**Exercise:**
Rewrite the records below, replacing each "brown marmot" with "golden marmot" and keeping everything else the same. Leave the pictures out of your version.

(Object location annotation data)
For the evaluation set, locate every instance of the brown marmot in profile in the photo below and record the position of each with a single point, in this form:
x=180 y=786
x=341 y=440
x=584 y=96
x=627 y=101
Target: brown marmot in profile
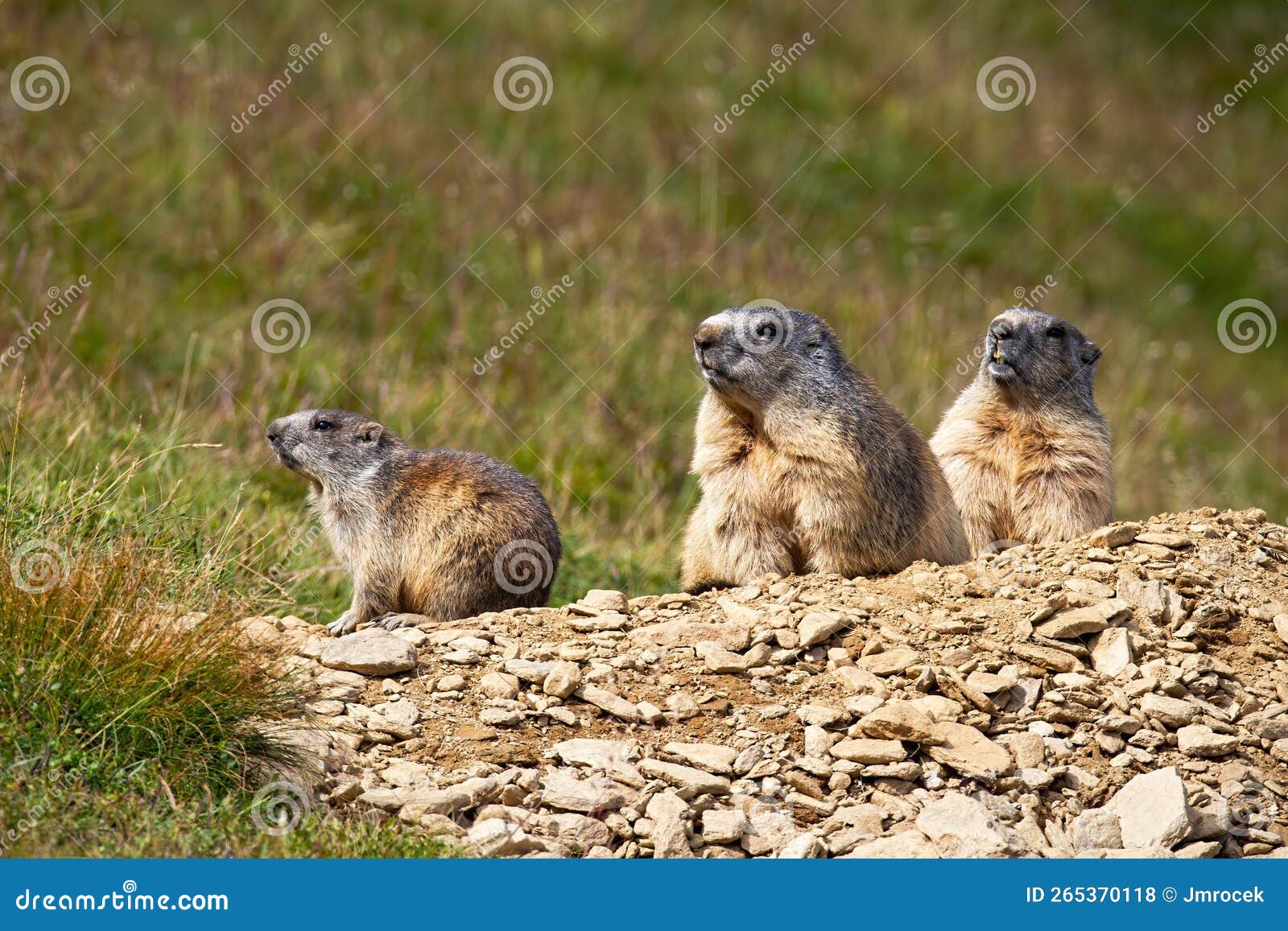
x=435 y=532
x=804 y=465
x=1024 y=447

**Complete answer:**
For the evaluation set, locate every instance of the golden marmot in profile in the photo below and record the position of each with a single point, in this form:
x=180 y=786
x=341 y=440
x=584 y=96
x=627 y=101
Target: golden marmot in profile
x=435 y=532
x=804 y=465
x=1024 y=447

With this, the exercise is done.